§ WRITTEN INSTRUCTION 1: Quote every question in the passage on evidence and testimony. End each one at its question mark.
§ WRITTEN INSTRUCTION 2: Which two qualities does the passage on evidence and testimony say must be united in every aggregate mass of evidence?

§ TEXT SEGMENT:
>>

Correctness and completeness are, both of them, qualities, the union of which is necessary in every aggregate mass of evidence. Of a deficiency in respect of either, deception and consequent misdecision may be the result.
If, on the part of the witness, the testimony be the product of the imagination, instead of the memory,—incorrectness is, in so far, the quality given to it.
If, for want of such helps to which on the particular occasion it may happen to be necessary, recollection fail to bring to view any such real facts as with these helps might and would have been brought to view,—incompleteness in the mass of the evidence is the result.
But, by the same suggestions by which, in case of veracity, memory alone would be assisted and fertilized, it may also happen, and is but too apt to happen, that invention (which, where testimony is in question, is synonymous with mendacity) shall also be set to work, and rendered productive. To administer assistance to recollection, to veracity—to administer, not assistance, but obstruction, to invention, to mendacity,—in these we see two opposite, and, to a first view, irreconcilable, pursuits. How then to reconcile them? or, at any rate, to do what is possible to be done towards it? In this question may be seen a problem, the solution of which is no less conspicuous for its difficulty than for its importance.
The first point to be considered is, the natural opposition between the two ends. In the instance of any arrangement by which recollection is assisted, how natural, if not necessary and unavoidable, it is, that mendacious invention should receive assistance likewise? In the instance of any arrangement by which mendacious invention is obstructed, how natural, if not necessary, it is, that recollection should be subjected to interruption likewise?
From the observation of these several relations, results the following practical inference:—
To put a negative upon the use of an arrangement designed for the assistance of honest recollection, it is not sufficient to say, “Nay—for so it may happen, that mendacious invention shall moreover be served by it.” So again—
To put a negative upon the use of an arrangement designed for the obstruction of mendacious invention, it is not sufficient to say, “Nay—for so it may happen, that honest recollection shall moreover be obstructed by it.”
In each case, the question will be, on what side is the preponderant probability in regard to deception: be the measure a measure of assistance or a measure of obstruction, is it by the adoption or the rejection of it that deception is most in danger of being produced? For (except with relation to that effect), whether recollection be or be not obstructed, whether invention be or be not employed, is, with relation to the individual cause in hand, a matter of indifference. I say, with relation to the individual cause in hand, for, to the general interests of morality, whether mendacious invention be or be not practised, can never be a matter of indifference.
The next point to be considered is, how far the nature of things admits of the throwing obstacles in the way of mendacious invention. For, wherever things are so circumstanced that the offering of any effectual obstruction to mendacious invention is either of itself impossible, or not possible by any means that will not, in an equal or superior degree, have the effect of depriving recollection of the helps necessary to the completeness and correctness of the testimony,—then one of the two pursuits, viz. obstruction of invention, ought clearly to be abandoned.

<<

§ DATASET EXTRACT:
>>

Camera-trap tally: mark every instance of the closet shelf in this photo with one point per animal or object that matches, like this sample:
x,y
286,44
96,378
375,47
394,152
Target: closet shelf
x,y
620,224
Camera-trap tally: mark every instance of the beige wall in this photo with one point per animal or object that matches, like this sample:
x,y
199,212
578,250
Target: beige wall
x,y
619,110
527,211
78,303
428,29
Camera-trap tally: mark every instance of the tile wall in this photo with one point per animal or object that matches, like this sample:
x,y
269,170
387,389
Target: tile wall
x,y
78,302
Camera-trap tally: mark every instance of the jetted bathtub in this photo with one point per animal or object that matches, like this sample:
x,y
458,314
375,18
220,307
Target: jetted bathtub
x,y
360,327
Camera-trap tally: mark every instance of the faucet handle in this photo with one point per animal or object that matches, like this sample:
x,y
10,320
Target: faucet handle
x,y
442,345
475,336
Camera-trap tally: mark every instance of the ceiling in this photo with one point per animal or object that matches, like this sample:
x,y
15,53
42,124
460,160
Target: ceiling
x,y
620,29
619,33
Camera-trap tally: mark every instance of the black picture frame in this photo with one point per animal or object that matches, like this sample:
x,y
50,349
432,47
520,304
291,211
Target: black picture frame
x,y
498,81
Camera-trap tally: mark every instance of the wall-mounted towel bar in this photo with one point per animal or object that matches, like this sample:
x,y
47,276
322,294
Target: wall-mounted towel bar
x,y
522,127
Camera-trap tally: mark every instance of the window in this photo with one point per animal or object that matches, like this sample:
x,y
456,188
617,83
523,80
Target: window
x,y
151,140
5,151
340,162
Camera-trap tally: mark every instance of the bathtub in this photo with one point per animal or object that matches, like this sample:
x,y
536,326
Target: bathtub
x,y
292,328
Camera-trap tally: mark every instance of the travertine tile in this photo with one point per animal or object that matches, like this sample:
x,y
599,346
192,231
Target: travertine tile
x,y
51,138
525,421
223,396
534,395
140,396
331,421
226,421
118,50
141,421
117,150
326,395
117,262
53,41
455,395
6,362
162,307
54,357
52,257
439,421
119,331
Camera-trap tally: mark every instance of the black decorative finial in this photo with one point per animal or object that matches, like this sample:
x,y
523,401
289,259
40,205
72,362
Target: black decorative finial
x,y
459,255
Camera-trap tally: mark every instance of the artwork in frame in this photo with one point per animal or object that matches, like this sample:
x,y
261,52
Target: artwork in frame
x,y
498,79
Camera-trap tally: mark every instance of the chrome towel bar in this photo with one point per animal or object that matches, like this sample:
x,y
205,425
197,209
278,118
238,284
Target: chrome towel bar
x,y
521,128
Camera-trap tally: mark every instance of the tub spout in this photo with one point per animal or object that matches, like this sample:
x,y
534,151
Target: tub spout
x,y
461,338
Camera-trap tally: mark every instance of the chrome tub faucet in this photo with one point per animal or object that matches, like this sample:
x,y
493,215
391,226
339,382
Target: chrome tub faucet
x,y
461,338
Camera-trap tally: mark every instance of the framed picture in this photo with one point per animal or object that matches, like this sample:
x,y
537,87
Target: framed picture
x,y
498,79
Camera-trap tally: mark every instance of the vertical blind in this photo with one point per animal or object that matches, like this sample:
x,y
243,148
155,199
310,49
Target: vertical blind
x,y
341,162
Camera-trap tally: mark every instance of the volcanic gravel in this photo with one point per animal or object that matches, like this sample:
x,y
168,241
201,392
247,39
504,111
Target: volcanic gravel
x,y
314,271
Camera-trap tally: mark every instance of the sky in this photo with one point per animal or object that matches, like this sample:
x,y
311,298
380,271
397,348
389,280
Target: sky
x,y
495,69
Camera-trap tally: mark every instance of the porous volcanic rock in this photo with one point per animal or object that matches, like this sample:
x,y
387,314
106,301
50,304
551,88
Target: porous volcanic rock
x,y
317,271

<<

§ WRITTEN REPLY 1:
1. "How then to reconcile them?"
2. "or, at any rate, to do what is possible to be done towards it?"
3. "In the instance of any arrangement by which recollection is assisted, how natural, if not necessary and unavoidable, it is, that mendacious invention should receive assistance likewise?"
4. "In the instance of any arrangement by which mendacious invention is obstructed, how natural, if not necessary, it is, that recollection should be subjected to interruption likewise?"
5. "In each case, the question will be, on what side is the preponderant probability in regard to deception: be the measure a measure of assistance or a measure of obstruction, is it by the adoption or the rejection of it that deception is most in danger of being produced?"

§ WRITTEN REPLY 2: Correctness and completeness.